** START OF DOCUMENT EXCERPT **

Most debt taken out by householders is secured debt, there does
not seem to be major vulnerability there, if there is no dramatic
move in house prices. There are problems with unsecured debt.
Q64 Mr Newmark: I want just to pick
up on something you said on your May Report. You said: "The
flow of insolvencies in the first quarter is equivalent to one-fifth
of 1% of the adult population getting into trouble . . . "
and that is an annualised rate. To me, that would seem a red flag,
notwithstanding the rates they have been on in the US, and I want
to get onto that in a minute; are you saying that is not really
a cause of concern to you?
Mr King: No. Let us not use words
like `concern', let me try to talk about the impact on numbers.
The number of people who went into insolvency last year and the
rate in the first quarter of this year is 0.2% of the adult population.
Since the insolvency arrangements now mean that people come out
of insolvency after a year, there is not that much difference
between that figure and the total stock.
Q65 Mr Newmark: The trend itself
does not look good, or does it, you tell me? I am just taking
what you have said here, that is all I am doing.

** END OF DOCUMENT EXCERPT **
** START OF DATA SECTION **

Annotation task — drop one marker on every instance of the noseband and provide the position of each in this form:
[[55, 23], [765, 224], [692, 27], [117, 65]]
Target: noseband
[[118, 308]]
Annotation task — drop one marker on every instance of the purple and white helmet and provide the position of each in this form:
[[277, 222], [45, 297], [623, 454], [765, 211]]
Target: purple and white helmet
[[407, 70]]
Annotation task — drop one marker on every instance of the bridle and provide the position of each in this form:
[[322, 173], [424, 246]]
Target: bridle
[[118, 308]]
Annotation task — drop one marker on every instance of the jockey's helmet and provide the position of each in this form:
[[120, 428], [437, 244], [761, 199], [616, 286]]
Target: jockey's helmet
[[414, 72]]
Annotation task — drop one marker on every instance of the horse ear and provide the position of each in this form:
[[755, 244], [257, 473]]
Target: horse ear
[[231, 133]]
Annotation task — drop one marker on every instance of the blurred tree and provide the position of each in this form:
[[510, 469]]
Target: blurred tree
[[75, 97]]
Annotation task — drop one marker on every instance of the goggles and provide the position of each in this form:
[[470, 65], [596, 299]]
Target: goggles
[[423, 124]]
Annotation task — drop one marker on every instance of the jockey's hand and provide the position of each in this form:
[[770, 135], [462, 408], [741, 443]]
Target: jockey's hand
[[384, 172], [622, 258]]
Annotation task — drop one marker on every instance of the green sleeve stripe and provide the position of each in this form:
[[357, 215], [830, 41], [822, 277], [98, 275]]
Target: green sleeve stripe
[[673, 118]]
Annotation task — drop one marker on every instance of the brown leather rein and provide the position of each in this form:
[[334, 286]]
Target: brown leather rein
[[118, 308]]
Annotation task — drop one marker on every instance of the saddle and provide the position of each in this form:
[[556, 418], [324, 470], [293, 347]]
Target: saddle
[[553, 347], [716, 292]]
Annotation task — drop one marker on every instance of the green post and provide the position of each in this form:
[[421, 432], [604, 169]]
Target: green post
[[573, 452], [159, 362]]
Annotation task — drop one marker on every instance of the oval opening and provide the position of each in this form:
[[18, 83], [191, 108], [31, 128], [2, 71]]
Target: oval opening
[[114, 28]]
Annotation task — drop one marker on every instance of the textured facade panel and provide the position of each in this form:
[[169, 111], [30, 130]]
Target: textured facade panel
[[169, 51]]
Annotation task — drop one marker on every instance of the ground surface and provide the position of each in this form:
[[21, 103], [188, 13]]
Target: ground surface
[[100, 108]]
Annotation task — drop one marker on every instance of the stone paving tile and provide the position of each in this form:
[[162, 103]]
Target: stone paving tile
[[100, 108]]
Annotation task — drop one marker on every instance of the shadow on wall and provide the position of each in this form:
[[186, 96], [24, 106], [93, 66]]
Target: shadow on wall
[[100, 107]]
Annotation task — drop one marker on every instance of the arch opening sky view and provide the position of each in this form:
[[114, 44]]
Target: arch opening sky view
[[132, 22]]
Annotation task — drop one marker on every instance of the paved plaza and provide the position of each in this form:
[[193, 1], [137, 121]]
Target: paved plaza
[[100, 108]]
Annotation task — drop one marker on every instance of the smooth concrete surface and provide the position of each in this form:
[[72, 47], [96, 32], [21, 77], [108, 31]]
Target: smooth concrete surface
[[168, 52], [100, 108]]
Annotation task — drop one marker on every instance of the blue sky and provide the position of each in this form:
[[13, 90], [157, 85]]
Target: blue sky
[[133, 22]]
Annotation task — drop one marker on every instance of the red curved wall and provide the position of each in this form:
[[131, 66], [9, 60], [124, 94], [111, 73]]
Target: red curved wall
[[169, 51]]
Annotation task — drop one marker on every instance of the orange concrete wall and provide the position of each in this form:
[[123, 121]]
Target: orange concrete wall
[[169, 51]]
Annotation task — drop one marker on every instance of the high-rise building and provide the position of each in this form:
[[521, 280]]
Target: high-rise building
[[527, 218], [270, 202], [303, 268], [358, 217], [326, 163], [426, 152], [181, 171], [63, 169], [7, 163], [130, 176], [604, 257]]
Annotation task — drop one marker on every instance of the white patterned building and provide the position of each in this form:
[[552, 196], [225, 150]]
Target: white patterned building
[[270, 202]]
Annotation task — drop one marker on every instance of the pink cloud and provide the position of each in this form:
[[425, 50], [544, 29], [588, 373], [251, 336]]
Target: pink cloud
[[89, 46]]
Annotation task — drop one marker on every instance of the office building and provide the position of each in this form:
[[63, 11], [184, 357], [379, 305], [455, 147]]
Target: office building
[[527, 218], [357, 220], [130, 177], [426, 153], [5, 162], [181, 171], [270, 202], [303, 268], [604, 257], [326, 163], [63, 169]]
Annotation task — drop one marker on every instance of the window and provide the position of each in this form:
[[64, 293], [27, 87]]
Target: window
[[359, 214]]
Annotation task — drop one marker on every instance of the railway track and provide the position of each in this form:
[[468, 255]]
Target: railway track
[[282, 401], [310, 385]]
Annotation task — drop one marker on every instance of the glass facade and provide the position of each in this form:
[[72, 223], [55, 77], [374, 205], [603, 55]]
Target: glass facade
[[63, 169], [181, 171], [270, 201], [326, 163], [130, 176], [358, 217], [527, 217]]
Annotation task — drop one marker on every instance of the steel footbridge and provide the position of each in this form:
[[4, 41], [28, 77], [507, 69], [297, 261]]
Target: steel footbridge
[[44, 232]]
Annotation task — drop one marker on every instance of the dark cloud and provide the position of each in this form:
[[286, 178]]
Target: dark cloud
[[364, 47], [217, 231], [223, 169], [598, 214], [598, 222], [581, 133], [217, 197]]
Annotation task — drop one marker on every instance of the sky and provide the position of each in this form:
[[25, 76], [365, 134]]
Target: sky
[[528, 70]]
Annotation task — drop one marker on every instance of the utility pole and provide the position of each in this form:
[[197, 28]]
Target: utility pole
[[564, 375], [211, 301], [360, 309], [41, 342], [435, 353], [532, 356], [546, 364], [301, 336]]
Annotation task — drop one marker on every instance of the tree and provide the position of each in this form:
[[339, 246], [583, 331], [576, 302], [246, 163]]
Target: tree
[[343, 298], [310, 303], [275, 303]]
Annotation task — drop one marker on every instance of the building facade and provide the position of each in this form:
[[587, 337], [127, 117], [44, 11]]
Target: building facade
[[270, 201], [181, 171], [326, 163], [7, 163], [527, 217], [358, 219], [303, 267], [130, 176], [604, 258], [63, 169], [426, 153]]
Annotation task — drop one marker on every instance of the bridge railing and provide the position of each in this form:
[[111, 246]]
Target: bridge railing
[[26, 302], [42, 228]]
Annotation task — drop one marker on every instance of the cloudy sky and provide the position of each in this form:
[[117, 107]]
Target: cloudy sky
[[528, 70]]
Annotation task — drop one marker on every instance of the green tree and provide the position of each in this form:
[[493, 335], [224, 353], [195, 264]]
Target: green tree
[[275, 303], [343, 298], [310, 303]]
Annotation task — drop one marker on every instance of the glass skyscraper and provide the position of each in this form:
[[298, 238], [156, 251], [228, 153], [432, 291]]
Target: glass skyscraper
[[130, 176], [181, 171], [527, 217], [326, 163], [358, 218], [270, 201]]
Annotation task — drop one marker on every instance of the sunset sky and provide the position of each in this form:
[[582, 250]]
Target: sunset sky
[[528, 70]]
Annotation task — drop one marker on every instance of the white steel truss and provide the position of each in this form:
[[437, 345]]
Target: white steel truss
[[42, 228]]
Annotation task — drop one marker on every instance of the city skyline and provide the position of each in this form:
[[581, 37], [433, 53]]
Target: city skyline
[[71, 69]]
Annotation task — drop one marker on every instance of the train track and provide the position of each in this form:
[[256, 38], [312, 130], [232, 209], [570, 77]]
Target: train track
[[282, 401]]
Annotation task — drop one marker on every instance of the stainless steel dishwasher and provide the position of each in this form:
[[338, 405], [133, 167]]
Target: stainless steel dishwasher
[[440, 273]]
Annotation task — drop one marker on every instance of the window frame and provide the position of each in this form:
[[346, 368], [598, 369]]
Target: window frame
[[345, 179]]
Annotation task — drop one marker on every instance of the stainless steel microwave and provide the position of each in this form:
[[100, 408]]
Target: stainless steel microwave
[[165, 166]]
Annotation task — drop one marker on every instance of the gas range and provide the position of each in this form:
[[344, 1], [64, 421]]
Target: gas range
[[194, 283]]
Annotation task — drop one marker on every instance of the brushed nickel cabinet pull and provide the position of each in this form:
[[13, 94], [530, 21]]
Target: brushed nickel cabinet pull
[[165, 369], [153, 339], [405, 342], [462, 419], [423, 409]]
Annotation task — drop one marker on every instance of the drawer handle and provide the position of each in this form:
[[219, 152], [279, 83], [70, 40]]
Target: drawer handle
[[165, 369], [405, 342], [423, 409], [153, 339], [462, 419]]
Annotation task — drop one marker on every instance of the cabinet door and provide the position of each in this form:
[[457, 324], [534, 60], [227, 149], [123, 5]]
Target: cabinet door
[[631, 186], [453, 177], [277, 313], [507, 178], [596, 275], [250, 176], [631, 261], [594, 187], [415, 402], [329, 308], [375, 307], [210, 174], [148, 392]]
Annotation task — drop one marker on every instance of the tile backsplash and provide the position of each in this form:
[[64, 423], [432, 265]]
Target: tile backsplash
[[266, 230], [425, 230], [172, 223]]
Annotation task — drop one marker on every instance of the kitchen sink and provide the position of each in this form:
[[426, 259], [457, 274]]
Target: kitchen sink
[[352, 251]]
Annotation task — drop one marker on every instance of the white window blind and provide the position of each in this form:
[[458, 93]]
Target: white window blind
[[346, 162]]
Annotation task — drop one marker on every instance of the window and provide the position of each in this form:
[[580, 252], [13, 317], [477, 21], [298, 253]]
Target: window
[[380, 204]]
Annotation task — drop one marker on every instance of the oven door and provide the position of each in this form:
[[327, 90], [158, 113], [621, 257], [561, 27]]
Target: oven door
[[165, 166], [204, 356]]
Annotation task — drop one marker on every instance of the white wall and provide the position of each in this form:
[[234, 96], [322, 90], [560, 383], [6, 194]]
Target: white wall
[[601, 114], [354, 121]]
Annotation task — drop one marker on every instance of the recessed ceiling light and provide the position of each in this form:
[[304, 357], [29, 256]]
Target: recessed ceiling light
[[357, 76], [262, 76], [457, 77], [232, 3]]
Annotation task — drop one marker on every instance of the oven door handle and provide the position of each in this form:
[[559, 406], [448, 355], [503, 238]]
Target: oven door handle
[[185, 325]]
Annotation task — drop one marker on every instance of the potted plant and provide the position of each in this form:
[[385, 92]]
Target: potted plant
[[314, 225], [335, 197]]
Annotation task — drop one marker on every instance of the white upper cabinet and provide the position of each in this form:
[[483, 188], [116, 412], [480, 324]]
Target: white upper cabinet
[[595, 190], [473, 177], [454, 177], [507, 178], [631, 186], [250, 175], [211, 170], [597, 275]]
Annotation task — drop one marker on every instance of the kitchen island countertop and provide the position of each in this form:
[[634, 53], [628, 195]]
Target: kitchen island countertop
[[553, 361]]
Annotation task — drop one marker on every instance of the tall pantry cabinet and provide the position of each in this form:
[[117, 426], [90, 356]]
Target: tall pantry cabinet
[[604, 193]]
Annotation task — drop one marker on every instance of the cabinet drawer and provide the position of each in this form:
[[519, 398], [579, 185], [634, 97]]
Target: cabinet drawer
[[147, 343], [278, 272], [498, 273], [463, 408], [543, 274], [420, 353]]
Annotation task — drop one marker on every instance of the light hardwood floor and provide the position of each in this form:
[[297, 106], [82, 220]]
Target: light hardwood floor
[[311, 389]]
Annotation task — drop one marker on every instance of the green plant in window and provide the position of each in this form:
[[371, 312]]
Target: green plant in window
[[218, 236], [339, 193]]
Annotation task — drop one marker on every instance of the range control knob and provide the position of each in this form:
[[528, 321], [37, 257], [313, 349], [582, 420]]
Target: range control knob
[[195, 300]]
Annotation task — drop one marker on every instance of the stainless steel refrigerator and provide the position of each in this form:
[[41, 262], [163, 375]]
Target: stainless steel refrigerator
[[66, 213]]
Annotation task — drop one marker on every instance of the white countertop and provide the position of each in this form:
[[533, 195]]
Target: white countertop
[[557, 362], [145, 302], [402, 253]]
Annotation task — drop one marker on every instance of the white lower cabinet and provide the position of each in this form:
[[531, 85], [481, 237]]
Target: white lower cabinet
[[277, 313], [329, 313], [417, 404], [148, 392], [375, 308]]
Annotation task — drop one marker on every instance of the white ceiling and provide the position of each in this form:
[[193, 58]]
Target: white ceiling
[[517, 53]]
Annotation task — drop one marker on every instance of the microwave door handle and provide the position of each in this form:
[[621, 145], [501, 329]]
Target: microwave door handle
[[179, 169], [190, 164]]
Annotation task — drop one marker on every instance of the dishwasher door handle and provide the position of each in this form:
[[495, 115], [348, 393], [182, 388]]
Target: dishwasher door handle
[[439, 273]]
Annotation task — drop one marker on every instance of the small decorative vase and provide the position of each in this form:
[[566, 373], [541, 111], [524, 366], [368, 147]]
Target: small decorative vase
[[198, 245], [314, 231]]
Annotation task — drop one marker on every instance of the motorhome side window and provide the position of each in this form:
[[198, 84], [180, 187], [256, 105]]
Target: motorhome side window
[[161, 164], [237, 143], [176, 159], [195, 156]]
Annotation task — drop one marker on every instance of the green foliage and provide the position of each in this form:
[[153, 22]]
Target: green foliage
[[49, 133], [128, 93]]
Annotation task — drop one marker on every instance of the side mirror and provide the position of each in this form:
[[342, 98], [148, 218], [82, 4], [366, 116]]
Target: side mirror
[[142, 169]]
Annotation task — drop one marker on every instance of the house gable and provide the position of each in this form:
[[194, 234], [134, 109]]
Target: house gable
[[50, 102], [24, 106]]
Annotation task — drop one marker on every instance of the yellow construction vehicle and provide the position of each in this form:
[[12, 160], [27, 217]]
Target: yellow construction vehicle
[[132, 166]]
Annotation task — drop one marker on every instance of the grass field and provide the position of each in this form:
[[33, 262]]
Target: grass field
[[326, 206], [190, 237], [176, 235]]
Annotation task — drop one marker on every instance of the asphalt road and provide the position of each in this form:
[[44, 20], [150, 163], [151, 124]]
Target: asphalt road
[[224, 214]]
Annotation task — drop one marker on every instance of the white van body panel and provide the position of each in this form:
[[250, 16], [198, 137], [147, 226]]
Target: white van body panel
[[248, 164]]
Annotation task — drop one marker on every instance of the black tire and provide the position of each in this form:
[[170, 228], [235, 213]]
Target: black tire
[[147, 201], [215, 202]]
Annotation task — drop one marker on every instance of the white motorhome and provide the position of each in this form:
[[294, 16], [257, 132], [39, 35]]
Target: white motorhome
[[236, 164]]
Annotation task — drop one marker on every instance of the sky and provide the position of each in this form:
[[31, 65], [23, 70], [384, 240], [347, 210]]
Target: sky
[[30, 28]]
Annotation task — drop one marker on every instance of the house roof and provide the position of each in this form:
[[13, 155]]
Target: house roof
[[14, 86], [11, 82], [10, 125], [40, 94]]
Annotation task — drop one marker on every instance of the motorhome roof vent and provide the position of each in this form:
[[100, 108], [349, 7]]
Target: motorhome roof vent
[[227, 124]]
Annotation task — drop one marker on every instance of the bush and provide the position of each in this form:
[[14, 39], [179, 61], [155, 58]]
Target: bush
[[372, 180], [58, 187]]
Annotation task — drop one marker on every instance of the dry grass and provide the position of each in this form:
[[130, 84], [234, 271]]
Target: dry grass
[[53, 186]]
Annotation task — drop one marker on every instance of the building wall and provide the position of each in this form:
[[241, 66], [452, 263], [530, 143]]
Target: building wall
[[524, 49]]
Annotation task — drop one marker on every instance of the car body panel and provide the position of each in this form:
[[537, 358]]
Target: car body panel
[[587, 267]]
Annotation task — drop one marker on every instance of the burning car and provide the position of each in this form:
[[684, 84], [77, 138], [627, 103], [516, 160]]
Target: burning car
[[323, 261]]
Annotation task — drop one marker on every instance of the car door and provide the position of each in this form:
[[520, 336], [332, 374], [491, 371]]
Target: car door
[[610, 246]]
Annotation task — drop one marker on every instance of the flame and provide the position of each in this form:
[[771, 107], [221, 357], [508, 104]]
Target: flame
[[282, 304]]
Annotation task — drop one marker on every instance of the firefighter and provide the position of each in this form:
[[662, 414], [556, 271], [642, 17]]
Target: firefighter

** END OF DATA SECTION **

TASKS TO COMPLETE:
1. From the transcript excerpt, print word for word the passage that begins at the words "and that is" and stops after "I am doing.".
2. Answer these questions from the transcript excerpt:
(a) What kind of debt makes up most of the debt taken out by householders?
(b) What percentage of the adult population does Mr King give for the rate of insolvency?
(c) Under the current insolvency arrangements, after how long do people come out of insolvency?

THE ANSWERS:
1.
and that is an annualised rate. To me, that would seem a red flag,
notwithstanding the rates they have been on in the US, and I want
to get onto that in a minute; are you saying that is not really
a cause of concern to you?
Mr King: No. Let us not use words
like `concern', let me try to talk about the impact on numbers.
The number of people who went into insolvency last year and the
rate in the first quarter of this year is 0.2% of the adult population.
Since the insolvency arrangements now mean that people come out
of insolvency after a year, there is not that much difference
between that figure and the total stock.
Q65 Mr Newmark: The trend itself
does not look good, or does it, you tell me? I am just taking
what you have said here, that is all I am doing.

2.
(a) Secured debt.
(b) 0.2%.
(c) After a year.